*Data shown*:
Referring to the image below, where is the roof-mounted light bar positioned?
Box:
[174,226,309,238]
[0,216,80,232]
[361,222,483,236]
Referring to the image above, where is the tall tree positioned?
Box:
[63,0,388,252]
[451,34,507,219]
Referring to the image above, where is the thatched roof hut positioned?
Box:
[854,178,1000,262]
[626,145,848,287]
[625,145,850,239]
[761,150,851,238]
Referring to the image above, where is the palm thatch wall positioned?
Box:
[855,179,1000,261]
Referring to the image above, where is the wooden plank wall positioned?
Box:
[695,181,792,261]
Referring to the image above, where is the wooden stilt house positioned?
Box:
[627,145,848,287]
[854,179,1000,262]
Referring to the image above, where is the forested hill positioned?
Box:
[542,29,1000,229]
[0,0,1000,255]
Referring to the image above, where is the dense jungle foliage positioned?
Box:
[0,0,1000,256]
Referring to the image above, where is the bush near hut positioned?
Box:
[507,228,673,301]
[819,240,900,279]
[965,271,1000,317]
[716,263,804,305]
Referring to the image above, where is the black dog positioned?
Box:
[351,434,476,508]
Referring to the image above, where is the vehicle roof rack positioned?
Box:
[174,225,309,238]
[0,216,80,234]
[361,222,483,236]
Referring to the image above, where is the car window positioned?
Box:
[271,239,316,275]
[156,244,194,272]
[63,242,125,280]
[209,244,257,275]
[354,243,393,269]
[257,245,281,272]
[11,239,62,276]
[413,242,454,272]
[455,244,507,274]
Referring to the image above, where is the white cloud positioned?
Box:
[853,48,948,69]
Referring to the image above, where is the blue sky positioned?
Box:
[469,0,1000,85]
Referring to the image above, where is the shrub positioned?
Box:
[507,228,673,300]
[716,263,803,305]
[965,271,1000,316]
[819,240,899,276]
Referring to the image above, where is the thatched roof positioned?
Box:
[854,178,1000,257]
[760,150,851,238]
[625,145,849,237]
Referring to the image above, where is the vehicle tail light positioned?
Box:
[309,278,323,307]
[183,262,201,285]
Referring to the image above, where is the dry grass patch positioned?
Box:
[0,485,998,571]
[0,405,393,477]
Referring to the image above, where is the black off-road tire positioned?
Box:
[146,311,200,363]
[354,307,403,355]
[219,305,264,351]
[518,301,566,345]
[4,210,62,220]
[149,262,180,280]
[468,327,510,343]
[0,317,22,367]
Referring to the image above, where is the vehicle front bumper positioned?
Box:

*Brief*:
Please render the lines of the entries above, starting at the line containing "Referring to the image above, where is the shrub" and ending at the line containing "[0,317,22,367]", as a JSON list of strings with one string per line and blank lines omitted.

*Output for this task*:
[
  "Referring to the image above, where is the shrub positioned?",
  "Box:",
  "[507,228,673,300]",
  "[716,263,803,305]",
  "[965,271,1000,316]",
  "[819,240,899,276]",
  "Referring to the image above, where is the thatched roof positioned?",
  "Box:",
  "[854,178,1000,257]",
  "[760,150,851,238]",
  "[625,145,849,237]",
  "Referring to the image above, where is the vehicle tail light positioned?",
  "Box:",
  "[309,278,323,307]",
  "[183,262,201,285]",
  "Referring to the image above, where is the dry grass patch positioned?",
  "Box:",
  "[0,485,998,571]",
  "[0,405,393,477]",
  "Referring to the image above, where is the black off-road tire positioned?",
  "Box:",
  "[146,311,200,363]",
  "[354,307,403,355]",
  "[219,305,264,351]",
  "[518,301,566,345]",
  "[4,210,62,220]",
  "[149,262,180,280]",
  "[468,327,510,343]",
  "[0,317,22,367]"
]